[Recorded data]
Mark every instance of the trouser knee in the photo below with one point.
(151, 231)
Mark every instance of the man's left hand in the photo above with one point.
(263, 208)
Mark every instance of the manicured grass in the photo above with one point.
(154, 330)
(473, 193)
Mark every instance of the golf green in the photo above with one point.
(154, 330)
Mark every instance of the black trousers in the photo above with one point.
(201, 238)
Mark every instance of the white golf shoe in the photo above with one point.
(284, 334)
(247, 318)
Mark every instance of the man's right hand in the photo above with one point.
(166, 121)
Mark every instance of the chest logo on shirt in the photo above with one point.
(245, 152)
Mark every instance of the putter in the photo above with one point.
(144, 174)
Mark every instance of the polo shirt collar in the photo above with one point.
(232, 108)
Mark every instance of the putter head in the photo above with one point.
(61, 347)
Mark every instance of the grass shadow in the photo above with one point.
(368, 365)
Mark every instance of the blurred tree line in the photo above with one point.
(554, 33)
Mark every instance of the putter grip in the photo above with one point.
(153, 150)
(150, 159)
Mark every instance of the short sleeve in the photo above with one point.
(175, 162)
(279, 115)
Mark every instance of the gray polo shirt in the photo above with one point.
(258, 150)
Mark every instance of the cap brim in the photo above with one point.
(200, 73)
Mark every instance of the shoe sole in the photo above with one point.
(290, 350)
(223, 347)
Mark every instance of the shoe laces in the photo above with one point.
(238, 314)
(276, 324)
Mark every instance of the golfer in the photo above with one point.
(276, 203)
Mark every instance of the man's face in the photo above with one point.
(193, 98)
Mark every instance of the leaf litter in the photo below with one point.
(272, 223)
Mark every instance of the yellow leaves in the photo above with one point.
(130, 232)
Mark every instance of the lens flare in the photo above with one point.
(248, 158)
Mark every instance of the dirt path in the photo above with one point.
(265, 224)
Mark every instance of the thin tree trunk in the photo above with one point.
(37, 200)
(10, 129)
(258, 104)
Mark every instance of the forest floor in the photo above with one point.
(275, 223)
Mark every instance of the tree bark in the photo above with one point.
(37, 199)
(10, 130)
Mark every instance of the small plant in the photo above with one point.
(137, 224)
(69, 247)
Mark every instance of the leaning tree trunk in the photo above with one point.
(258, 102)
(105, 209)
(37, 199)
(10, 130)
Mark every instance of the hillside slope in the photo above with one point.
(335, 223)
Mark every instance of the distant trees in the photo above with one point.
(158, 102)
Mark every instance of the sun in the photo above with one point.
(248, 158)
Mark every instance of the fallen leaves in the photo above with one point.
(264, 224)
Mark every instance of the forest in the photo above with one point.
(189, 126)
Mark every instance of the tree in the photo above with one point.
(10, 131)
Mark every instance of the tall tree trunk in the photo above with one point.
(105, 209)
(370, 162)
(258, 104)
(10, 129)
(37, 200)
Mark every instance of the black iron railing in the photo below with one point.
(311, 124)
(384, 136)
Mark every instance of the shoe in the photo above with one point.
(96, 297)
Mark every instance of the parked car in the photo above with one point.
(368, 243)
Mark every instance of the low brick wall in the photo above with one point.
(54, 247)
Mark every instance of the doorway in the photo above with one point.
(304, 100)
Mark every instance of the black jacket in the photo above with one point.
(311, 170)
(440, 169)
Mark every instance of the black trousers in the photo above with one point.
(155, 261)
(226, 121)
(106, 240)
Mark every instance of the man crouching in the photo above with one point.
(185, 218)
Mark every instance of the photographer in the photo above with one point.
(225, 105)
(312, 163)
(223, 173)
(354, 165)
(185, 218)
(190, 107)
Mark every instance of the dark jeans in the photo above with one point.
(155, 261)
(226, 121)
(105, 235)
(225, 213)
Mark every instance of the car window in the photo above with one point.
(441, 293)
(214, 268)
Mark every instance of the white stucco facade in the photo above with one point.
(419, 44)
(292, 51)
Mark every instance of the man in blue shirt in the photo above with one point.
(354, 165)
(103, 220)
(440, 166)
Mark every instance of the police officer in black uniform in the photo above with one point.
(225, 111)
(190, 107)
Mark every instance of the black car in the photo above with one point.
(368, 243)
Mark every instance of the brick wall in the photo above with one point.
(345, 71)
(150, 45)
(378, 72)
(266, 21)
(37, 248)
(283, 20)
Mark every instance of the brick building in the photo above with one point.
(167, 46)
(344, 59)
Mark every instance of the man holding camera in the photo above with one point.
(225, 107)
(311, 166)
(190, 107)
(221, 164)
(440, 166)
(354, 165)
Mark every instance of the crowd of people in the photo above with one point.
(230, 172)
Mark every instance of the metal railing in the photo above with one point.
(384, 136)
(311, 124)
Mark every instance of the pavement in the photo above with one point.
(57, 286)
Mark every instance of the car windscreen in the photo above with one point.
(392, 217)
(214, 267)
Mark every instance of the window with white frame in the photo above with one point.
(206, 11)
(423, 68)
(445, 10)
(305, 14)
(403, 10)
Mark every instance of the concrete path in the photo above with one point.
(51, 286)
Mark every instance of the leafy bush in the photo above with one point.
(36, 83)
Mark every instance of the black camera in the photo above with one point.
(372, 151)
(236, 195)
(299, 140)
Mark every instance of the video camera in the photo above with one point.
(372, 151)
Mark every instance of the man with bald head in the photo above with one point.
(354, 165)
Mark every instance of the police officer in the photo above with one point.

▸ WHAT NEEDS TO BE DONE
Make an exact transcription of the entries.

▸ SOLUTION FOR THIS PROBLEM
Mark every instance of the trouser knee in the photo below with one point.
(151, 231)
Mark every instance of the man's left hand in the photo above with one point.
(263, 208)
Mark every instance of the manicured grass in the photo above with one point.
(154, 330)
(473, 193)
Mark every instance of the golf green in the photo above with one point.
(154, 330)
Mark every instance of the black trousers in the photo above with one point.
(201, 238)
Mark every instance of the white golf shoe in the photo above with one point.
(284, 334)
(247, 318)
Mark every instance of the man's right hand in the photo above with one point.
(166, 121)
Mark every instance of the chest logo on shirt in the photo above with one point.
(245, 152)
Mark every instance of the putter in the photo above with one point.
(144, 174)
Mark every instance of the polo shirt collar in the photo above with one point.
(232, 108)
Mark every instance of the putter head in the photo above with one point.
(61, 347)
Mark every instance of the grass shadow in the photo above with one point.
(368, 365)
Mark every instance of the blurred tree line in the photo above with one point.
(554, 33)
Mark every instance of the putter grip in the photo above with one point.
(153, 150)
(150, 159)
Mark every instance of the short sleeve in the photo above with one point.
(175, 162)
(279, 115)
Mark every instance of the gray polo shirt in the photo above with one point.
(258, 150)
Mark every instance of the cap brim in the photo above with one point.
(200, 73)
Mark every instance of the shoe sole in the photo above with one point.
(290, 350)
(223, 347)
Mark every instance of the shoe laces in the photo above with one point.
(238, 314)
(276, 324)
Mark every instance of the golfer in the photo above with one point.
(276, 203)
Mark every instance of the man's face in the photo above with one point.
(193, 98)
Mark every instance of the leaf litter in the photo below with one point.
(272, 223)
Mark every instance of the yellow leaves in the photo above with one point.
(130, 232)
Mark every instance of the lens flare in the photo above with one point.
(248, 158)
Mark every instance of the dirt path in the photo above with one point.
(265, 224)
Mark every instance of the thin tree trunk in the photo above with one point.
(37, 200)
(10, 129)
(258, 104)
Mark every instance of the forest floor in the photo above with one point.
(275, 223)
Mark every instance of the tree bark in the photo above with one point.
(37, 199)
(10, 130)
Mark every instance of the small plant in the photo above with one point.
(137, 224)
(69, 247)
Mark every instance of the leaning tree trunk in the photo above with one point.
(258, 102)
(105, 209)
(37, 199)
(10, 130)
Mark every instance of the hillside slope in the photo above with one point.
(335, 223)
Mark every instance of the distant trees in the photo above with one point.
(158, 102)
Mark every instance of the sun in the photo above with one point.
(248, 158)
Mark every instance of the fallen leaves in the photo above with one point.
(264, 224)
Mark every instance of the forest in the photo above with one point.
(189, 126)
Mark every instance of the tree in the photo above with one point.
(10, 131)
Mark every instance of the tall tree trunk in the photo above with one point.
(105, 209)
(370, 162)
(258, 104)
(10, 129)
(37, 200)
Mark every instance of the black iron railing in the photo below with one point.
(311, 124)
(384, 136)
Mark every instance of the shoe in the photo above with one point.
(96, 297)
Mark every instance of the parked car in the photo above with one point.
(368, 243)
Mark every instance of the low brick wall in the photo above with one point.
(54, 247)
Mark every instance of the doorway in the photo above with one point.
(304, 100)
Mark every instance of the black jacket in the photo above with one point.
(311, 170)
(440, 169)
Mark every instance of the black trousers in the photo above with one point.
(155, 261)
(226, 121)
(106, 240)
Mark every instance of the man crouching in the photo above with one point.
(185, 218)
Mark every instance of the photographer in the photo above with one point.
(225, 105)
(312, 163)
(223, 173)
(354, 165)
(185, 218)
(190, 107)
Mark every instance of the dark jeans in the photo above with one point.
(155, 261)
(226, 121)
(105, 235)
(225, 213)
Mark every instance of the car window in the photo above with one point.
(441, 293)
(214, 268)
Mark every instance of the white stucco facade in the photo above with one point.
(419, 44)
(292, 51)
Mark every instance of the man in blue shirt in the photo above with one point.
(354, 165)
(103, 220)
(440, 166)
Mark every instance of the police officer in black uniform in the photo above with one point.
(225, 111)
(190, 107)
Mark every instance of the black car in the photo above with one point.
(368, 243)
Mark every instance of the brick wall in the photo above with one point.
(345, 71)
(150, 45)
(378, 72)
(266, 21)
(37, 248)
(283, 20)
Mark every instance of the brick building in the photo above with one point.
(167, 46)
(344, 59)
Mark every instance of the man holding camera in the photo above with one point.
(225, 107)
(311, 166)
(190, 107)
(221, 164)
(440, 166)
(354, 165)
Mark every instance of the crowd of people in the photo above with one point.
(230, 172)
Mark every instance of the metal railing in the photo above with one point.
(384, 136)
(311, 124)
Mark every instance of the pavement in the photo above with one point.
(57, 286)
Mark every instance of the car windscreen in the photo above with one point.
(392, 217)
(214, 267)
Mark every instance of the window with white frame in the photo above with one point.
(206, 11)
(423, 68)
(445, 10)
(305, 14)
(403, 10)
Mark every instance of the concrete path in the photo above with one point.
(51, 286)
Mark every instance of the leafy bush in the photo above with one point.
(36, 83)
Mark every instance of the black camera in the photo above with one point.
(372, 151)
(236, 195)
(299, 140)
Mark every instance of the video camera in the photo above with one point.
(372, 151)
Mark every instance of the man with bald head in the photo above with one point.
(354, 165)
Mark every instance of the police officer in the photo above with one point.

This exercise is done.